Society today takes the view that children who misbehave are being deliberately naughty – that they plot and scheme to get what they want and make a conscious decision to behave in ways we dislike. But what if they behave undesirably, not deliberately, but because they cannot do anything else? most common discipline methods focus on encouraging children to do and be better, so that they are motivated by rewards if they behave ‘well’ and punishments if they misbehave. This would seem sensible, but it makes one huge mistake. It presumes that the child is not motivated to be ‘good’ and that they have the capability to change their behaviour. But maybe they already have the motivation? Maybe they already want to do better? And perhaps their brains – their capabilities – are holding them back? Are they behaving in a certain way simply because they cannot behave in any other? Mainstream discipline methods can achieve absolutely nothing here, except make the child feel worse.

• What you are asked to do
Write the next part of the passage on why children misbehave, picking up after its final sentence. The data that comes next is not needed for anything here.

• Data for review
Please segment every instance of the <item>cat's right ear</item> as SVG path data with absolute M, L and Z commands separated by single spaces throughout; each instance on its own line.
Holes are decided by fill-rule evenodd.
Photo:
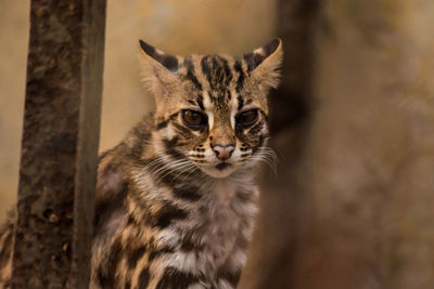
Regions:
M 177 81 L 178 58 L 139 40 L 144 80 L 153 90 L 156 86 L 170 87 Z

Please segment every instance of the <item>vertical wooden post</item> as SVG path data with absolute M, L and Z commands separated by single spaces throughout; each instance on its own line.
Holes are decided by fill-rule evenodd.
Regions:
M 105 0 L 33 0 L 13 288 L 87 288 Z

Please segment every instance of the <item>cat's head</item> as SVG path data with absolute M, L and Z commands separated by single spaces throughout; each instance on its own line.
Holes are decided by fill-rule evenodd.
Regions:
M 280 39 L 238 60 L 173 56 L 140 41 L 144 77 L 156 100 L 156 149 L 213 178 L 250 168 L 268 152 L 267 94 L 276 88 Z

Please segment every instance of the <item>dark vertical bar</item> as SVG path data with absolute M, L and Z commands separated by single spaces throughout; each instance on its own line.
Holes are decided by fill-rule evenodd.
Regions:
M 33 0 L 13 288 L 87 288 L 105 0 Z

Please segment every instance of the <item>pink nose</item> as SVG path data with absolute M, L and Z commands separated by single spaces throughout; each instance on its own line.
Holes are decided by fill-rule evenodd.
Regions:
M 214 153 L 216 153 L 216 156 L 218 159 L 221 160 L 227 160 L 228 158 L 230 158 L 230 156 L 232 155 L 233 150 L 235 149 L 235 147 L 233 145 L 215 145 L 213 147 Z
* * *
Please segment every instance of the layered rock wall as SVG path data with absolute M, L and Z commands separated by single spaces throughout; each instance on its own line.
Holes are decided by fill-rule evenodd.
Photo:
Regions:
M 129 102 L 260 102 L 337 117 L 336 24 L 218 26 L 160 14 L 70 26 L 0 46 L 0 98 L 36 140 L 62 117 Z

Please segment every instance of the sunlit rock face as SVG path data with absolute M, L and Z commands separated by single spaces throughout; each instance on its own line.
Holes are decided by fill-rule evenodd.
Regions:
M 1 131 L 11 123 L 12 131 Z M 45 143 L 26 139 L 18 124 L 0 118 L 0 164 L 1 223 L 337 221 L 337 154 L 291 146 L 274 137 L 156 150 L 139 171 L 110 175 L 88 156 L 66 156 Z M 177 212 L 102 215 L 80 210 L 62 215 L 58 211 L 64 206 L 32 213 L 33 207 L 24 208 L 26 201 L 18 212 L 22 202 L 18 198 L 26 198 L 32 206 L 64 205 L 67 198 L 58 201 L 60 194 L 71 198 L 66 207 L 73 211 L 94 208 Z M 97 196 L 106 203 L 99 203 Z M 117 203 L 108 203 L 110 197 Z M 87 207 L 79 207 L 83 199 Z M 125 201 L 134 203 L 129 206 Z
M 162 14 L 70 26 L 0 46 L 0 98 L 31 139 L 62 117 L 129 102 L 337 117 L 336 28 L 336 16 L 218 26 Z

• Answer for the task
When a baby is born they have 200 billion neurons and their brain is around 30 per cent of the size of an adult’s. Each day it grows by around one and a half grams and by the age of two it will have reached 75 per cent of its full size. During the first three years of life, around seven hundred new neural connections, or synapses, are made in the brain every single second. These connections serve as the ‘wiring’ for the brain. By the time a child is three years old they have formed over one thousand trillion synapses. These connections – formed through a combination of genetics and life experience – are of great significance to the future brain architecture and have a significant impact in adulthood. As such, the environment a child lives in, including their relationships with their main carers, can have as much influence on their brain development as genetics.

Regulating our emotions is quite a mature skill. As adults, we may be able to press the pause buttons in our brains when we are tempted to shout, swear or act violently towards somebody. If we feel anxious or scared, we may be able to talk ourselves out of our emotional discomfort by rationalising and diffusing our feelings. Children, however, do not have these skills – at least not to the same level as adults. And this difference in emotion regulation ability is the cause of a lot of stress for parents who expect their children to have the same capabilities that they do. In fact, self-regulation takes years to develop, and getting to know why your child lashes out, when you yourself are able to stay calm, should be a foundation of discipline. Sometimes, children who always shout or cry just simply cannot help it.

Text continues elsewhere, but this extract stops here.